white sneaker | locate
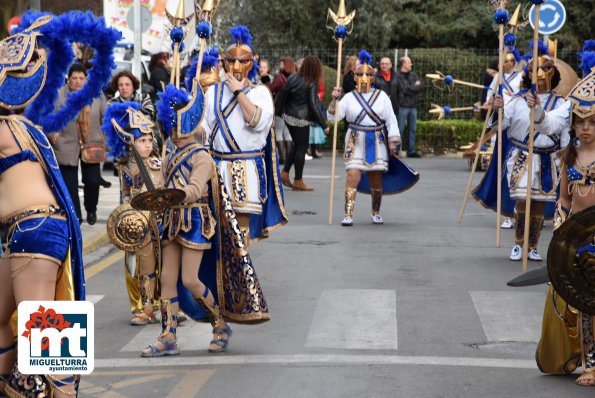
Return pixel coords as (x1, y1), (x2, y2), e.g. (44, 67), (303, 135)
(501, 218), (515, 229)
(371, 214), (383, 224)
(341, 216), (353, 226)
(305, 154), (313, 160)
(528, 249), (542, 261)
(509, 245), (522, 261)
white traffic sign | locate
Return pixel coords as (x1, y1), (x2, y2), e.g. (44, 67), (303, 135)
(529, 0), (566, 35)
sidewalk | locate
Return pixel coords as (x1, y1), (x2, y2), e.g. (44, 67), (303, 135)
(79, 169), (120, 255)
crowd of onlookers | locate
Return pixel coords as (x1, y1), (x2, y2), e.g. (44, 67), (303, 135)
(58, 46), (422, 223)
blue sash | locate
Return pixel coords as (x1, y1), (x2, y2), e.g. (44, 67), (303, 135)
(212, 83), (252, 153)
(351, 90), (384, 165)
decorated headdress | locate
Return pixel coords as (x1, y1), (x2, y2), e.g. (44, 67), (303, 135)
(354, 50), (374, 93)
(567, 40), (595, 122)
(11, 11), (120, 134)
(185, 48), (220, 93)
(103, 102), (155, 160)
(225, 25), (258, 82)
(0, 15), (52, 110)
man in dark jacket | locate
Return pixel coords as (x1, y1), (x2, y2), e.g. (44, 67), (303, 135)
(374, 57), (400, 118)
(396, 56), (422, 157)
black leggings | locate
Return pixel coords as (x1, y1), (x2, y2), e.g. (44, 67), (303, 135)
(283, 124), (309, 180)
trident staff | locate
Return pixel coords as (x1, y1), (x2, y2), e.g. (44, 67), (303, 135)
(522, 0), (546, 273)
(192, 0), (220, 82)
(327, 0), (356, 224)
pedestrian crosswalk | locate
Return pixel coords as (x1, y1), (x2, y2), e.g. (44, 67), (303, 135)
(91, 288), (547, 358)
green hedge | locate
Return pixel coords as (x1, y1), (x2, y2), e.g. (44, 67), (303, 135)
(415, 119), (484, 154)
(321, 118), (484, 154)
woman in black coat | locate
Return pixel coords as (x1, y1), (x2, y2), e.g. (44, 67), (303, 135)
(277, 55), (328, 191)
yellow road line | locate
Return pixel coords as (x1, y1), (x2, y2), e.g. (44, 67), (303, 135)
(85, 251), (124, 280)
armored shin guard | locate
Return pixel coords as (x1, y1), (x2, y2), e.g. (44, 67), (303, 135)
(528, 215), (544, 250)
(139, 273), (156, 316)
(344, 187), (357, 218)
(159, 297), (178, 340)
(370, 189), (382, 216)
(580, 314), (595, 372)
(514, 212), (526, 245)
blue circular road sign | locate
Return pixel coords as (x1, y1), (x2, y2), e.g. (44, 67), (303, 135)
(529, 0), (566, 35)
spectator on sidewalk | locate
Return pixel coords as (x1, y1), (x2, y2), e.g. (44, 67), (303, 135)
(396, 56), (422, 157)
(269, 57), (296, 164)
(374, 57), (401, 119)
(148, 52), (171, 103)
(49, 63), (107, 225)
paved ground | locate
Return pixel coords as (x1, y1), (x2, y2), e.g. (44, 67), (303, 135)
(76, 155), (590, 398)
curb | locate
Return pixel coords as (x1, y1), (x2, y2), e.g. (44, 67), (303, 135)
(83, 230), (110, 255)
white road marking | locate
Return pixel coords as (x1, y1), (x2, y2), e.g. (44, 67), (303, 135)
(305, 289), (398, 350)
(470, 290), (545, 343)
(87, 295), (104, 305)
(95, 354), (537, 369)
(120, 320), (212, 352)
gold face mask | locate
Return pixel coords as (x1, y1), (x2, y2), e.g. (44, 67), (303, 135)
(354, 64), (375, 93)
(224, 45), (253, 81)
(528, 55), (556, 92)
(199, 69), (219, 93)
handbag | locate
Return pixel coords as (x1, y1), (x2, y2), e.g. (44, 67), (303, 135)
(77, 105), (105, 164)
(535, 285), (582, 374)
(80, 142), (106, 164)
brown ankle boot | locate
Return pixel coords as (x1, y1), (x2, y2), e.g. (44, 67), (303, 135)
(292, 179), (314, 191)
(281, 170), (293, 188)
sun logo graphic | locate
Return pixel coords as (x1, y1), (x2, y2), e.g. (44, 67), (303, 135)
(18, 301), (94, 375)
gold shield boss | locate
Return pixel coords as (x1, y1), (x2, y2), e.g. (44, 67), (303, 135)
(199, 69), (219, 92)
(224, 44), (253, 81)
(354, 64), (374, 93)
(528, 55), (556, 92)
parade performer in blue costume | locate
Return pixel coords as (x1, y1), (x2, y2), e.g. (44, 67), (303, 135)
(328, 51), (418, 226)
(491, 43), (568, 261)
(138, 27), (270, 356)
(0, 11), (119, 398)
(535, 42), (595, 385)
(201, 25), (287, 244)
(104, 103), (163, 326)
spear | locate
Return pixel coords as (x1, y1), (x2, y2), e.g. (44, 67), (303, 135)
(193, 0), (220, 82)
(492, 0), (511, 247)
(326, 0), (356, 225)
(426, 71), (488, 90)
(522, 0), (546, 273)
(166, 0), (193, 87)
(429, 104), (479, 120)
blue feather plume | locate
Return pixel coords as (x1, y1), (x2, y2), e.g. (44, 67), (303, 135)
(156, 84), (191, 139)
(358, 50), (372, 66)
(584, 40), (595, 53)
(529, 39), (549, 56)
(184, 48), (219, 90)
(102, 102), (141, 160)
(579, 51), (595, 77)
(249, 57), (260, 84)
(229, 25), (252, 47)
(17, 10), (121, 134)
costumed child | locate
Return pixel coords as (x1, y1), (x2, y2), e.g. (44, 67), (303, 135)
(139, 55), (270, 357)
(535, 41), (595, 386)
(104, 103), (163, 326)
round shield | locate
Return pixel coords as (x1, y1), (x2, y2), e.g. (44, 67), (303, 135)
(547, 205), (595, 315)
(106, 204), (152, 252)
(555, 60), (579, 98)
(130, 188), (186, 212)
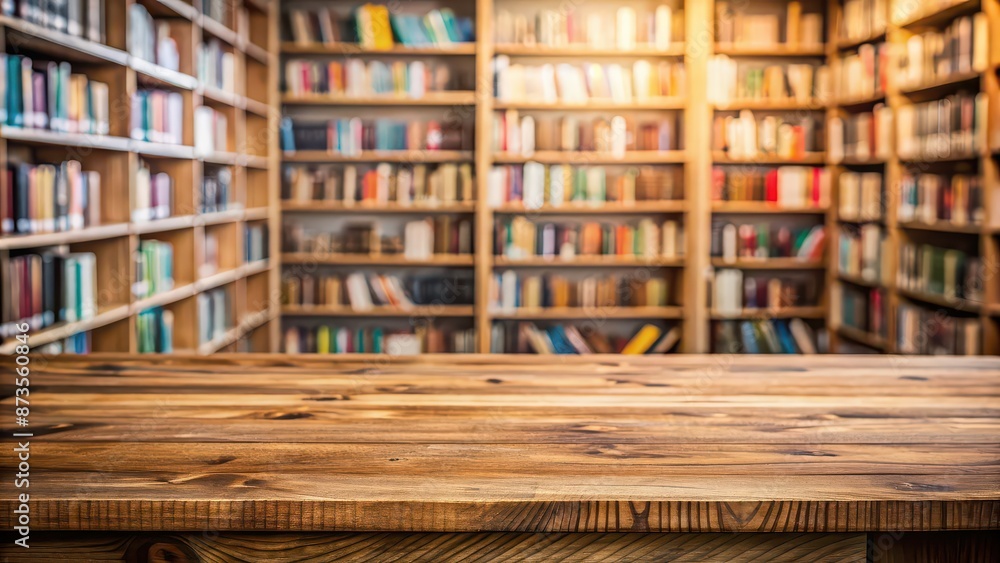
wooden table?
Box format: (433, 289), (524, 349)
(1, 355), (998, 561)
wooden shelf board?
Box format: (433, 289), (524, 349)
(243, 155), (270, 169)
(712, 99), (825, 111)
(0, 126), (130, 151)
(280, 42), (476, 56)
(492, 202), (686, 214)
(200, 15), (240, 48)
(0, 305), (130, 354)
(491, 306), (683, 320)
(136, 0), (197, 20)
(493, 44), (686, 57)
(897, 288), (982, 314)
(898, 71), (982, 98)
(245, 42), (270, 64)
(201, 152), (240, 166)
(896, 0), (982, 29)
(282, 202), (475, 214)
(899, 152), (983, 164)
(245, 98), (271, 117)
(711, 258), (825, 270)
(836, 325), (888, 351)
(132, 140), (197, 160)
(835, 94), (887, 109)
(493, 256), (685, 268)
(493, 151), (686, 165)
(710, 306), (825, 320)
(494, 98), (685, 111)
(282, 150), (474, 163)
(713, 44), (826, 57)
(130, 58), (199, 90)
(243, 260), (271, 277)
(712, 202), (827, 214)
(132, 215), (197, 235)
(713, 151), (827, 165)
(132, 284), (196, 313)
(196, 308), (277, 355)
(195, 268), (243, 293)
(200, 209), (245, 226)
(199, 86), (243, 109)
(837, 157), (888, 166)
(282, 253), (475, 267)
(282, 92), (477, 106)
(282, 305), (475, 318)
(244, 207), (271, 221)
(838, 273), (883, 289)
(0, 223), (131, 250)
(897, 221), (982, 235)
(837, 31), (887, 51)
(0, 15), (129, 65)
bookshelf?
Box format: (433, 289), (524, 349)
(0, 0), (281, 354)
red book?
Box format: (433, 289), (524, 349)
(765, 170), (778, 202)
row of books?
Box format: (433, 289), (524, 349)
(283, 273), (474, 308)
(494, 6), (682, 50)
(839, 172), (883, 222)
(287, 5), (474, 48)
(487, 165), (681, 209)
(42, 332), (91, 354)
(282, 219), (473, 258)
(283, 163), (474, 205)
(897, 242), (983, 303)
(3, 0), (106, 43)
(493, 58), (686, 104)
(2, 161), (101, 235)
(492, 322), (681, 355)
(200, 0), (229, 26)
(713, 318), (818, 354)
(838, 224), (886, 284)
(0, 252), (97, 337)
(896, 303), (980, 355)
(490, 271), (676, 311)
(194, 106), (229, 155)
(838, 0), (887, 45)
(713, 270), (818, 314)
(133, 160), (172, 223)
(711, 223), (827, 261)
(829, 106), (893, 162)
(495, 219), (683, 260)
(1, 55), (110, 134)
(201, 168), (234, 213)
(898, 172), (983, 226)
(137, 307), (173, 353)
(130, 90), (184, 145)
(245, 224), (268, 264)
(836, 43), (887, 102)
(495, 111), (682, 156)
(128, 4), (180, 71)
(197, 288), (231, 345)
(283, 324), (476, 354)
(710, 166), (829, 208)
(199, 39), (236, 93)
(898, 14), (990, 91)
(897, 93), (988, 160)
(284, 59), (461, 98)
(132, 240), (174, 299)
(707, 58), (821, 104)
(715, 1), (823, 47)
(838, 285), (886, 338)
(280, 119), (469, 153)
(713, 112), (821, 160)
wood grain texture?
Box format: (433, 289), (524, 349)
(0, 532), (868, 562)
(0, 355), (998, 533)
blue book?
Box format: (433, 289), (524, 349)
(547, 326), (577, 355)
(279, 117), (295, 151)
(739, 321), (760, 354)
(773, 321), (799, 354)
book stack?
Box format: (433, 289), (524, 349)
(828, 106), (893, 162)
(713, 269), (818, 314)
(137, 307), (174, 353)
(711, 166), (829, 208)
(713, 318), (818, 354)
(493, 58), (685, 104)
(715, 1), (823, 47)
(839, 0), (887, 42)
(282, 218), (473, 258)
(132, 160), (172, 222)
(2, 161), (101, 234)
(0, 251), (97, 337)
(1, 0), (106, 42)
(283, 272), (474, 308)
(713, 112), (821, 160)
(284, 59), (464, 98)
(488, 165), (681, 208)
(284, 163), (474, 205)
(197, 288), (231, 345)
(495, 111), (682, 156)
(838, 172), (884, 222)
(711, 223), (827, 262)
(494, 218), (683, 260)
(194, 106), (229, 155)
(837, 224), (885, 283)
(490, 272), (671, 311)
(898, 172), (983, 226)
(897, 302), (980, 355)
(896, 93), (988, 160)
(133, 240), (174, 299)
(200, 168), (233, 212)
(287, 5), (475, 48)
(898, 14), (989, 90)
(897, 242), (983, 303)
(494, 5), (682, 49)
(284, 324), (476, 354)
(199, 39), (236, 93)
(492, 322), (681, 355)
(127, 4), (180, 71)
(836, 43), (888, 102)
(130, 90), (184, 144)
(280, 118), (470, 153)
(838, 284), (886, 338)
(245, 224), (268, 263)
(1, 55), (110, 134)
(707, 57), (823, 104)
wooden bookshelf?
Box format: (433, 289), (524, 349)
(0, 0), (281, 354)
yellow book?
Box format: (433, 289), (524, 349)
(367, 5), (394, 51)
(317, 326), (331, 354)
(622, 324), (662, 355)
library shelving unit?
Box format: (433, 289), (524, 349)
(0, 0), (281, 354)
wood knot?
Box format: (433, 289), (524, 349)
(263, 411), (314, 420)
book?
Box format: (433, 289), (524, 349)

* * * * *

▸ Work instructions: Nothing but an exact copy belongs in the answer: the lines from the top of the records through the line containing "spectator on sidewalk | locate", minus the pictures.

▸ Written reply:
white sneaker | locate
Return pixel coords as (x1, y1), (x2, y2), e.g. (44, 67), (303, 135)
(501, 218), (515, 229)
(371, 214), (383, 224)
(341, 216), (353, 226)
(305, 154), (313, 160)
(528, 249), (542, 261)
(509, 245), (522, 261)
white traffic sign | locate
Return pixel coords as (x1, y1), (x2, y2), e.g. (44, 67), (303, 135)
(529, 0), (566, 35)
sidewalk | locate
Return pixel coords as (x1, y1), (x2, y2), e.g. (44, 67), (303, 135)
(79, 169), (120, 255)
crowd of onlookers | locate
Return pixel coords as (x1, y1), (x2, y2), e.g. (44, 67), (303, 135)
(58, 46), (422, 223)
blue sash | locate
Return pixel coords as (x1, y1), (x2, y2), e.g. (44, 67), (303, 135)
(212, 83), (252, 153)
(351, 90), (384, 165)
decorated headdress | locate
Return pixel coords as (x1, y1), (x2, y2), e.g. (44, 67), (303, 135)
(354, 50), (374, 93)
(567, 40), (595, 122)
(11, 11), (120, 134)
(185, 48), (220, 93)
(103, 102), (155, 160)
(225, 25), (258, 82)
(0, 15), (52, 110)
man in dark jacket | locate
Return pixel coords as (x1, y1), (x2, y2), e.g. (44, 67), (303, 135)
(374, 57), (400, 118)
(396, 56), (422, 157)
black leggings | locate
Return pixel coords as (x1, y1), (x2, y2), e.g. (44, 67), (303, 135)
(283, 124), (309, 180)
trident staff | locate
Return pixel coords as (x1, y1), (x2, y2), e.g. (44, 67), (303, 135)
(522, 0), (546, 273)
(192, 0), (220, 82)
(327, 0), (356, 224)
pedestrian crosswalk | locate
Return pixel coords as (x1, y1), (x2, y2), e.g. (44, 67), (303, 135)
(91, 288), (547, 358)
green hedge | locate
Return pixel coords as (x1, y1), (x2, y2), e.g. (44, 67), (303, 135)
(415, 119), (484, 154)
(321, 118), (484, 154)
woman in black coat | locate
Return pixel coords as (x1, y1), (x2, y2), e.g. (44, 67), (303, 135)
(277, 55), (328, 191)
yellow road line | locate
Return pixel coords as (x1, y1), (x2, y2), e.g. (44, 67), (303, 135)
(85, 251), (124, 280)
armored shin guard | locate
Return pixel coords as (x1, y1), (x2, y2), e.g. (44, 67), (303, 135)
(528, 215), (544, 250)
(139, 273), (156, 316)
(344, 187), (357, 218)
(159, 297), (178, 340)
(370, 189), (382, 216)
(580, 314), (595, 372)
(514, 212), (526, 245)
blue circular road sign | locate
Return pixel coords as (x1, y1), (x2, y2), e.g. (44, 67), (303, 135)
(529, 0), (566, 35)
spectator on sidewalk | locate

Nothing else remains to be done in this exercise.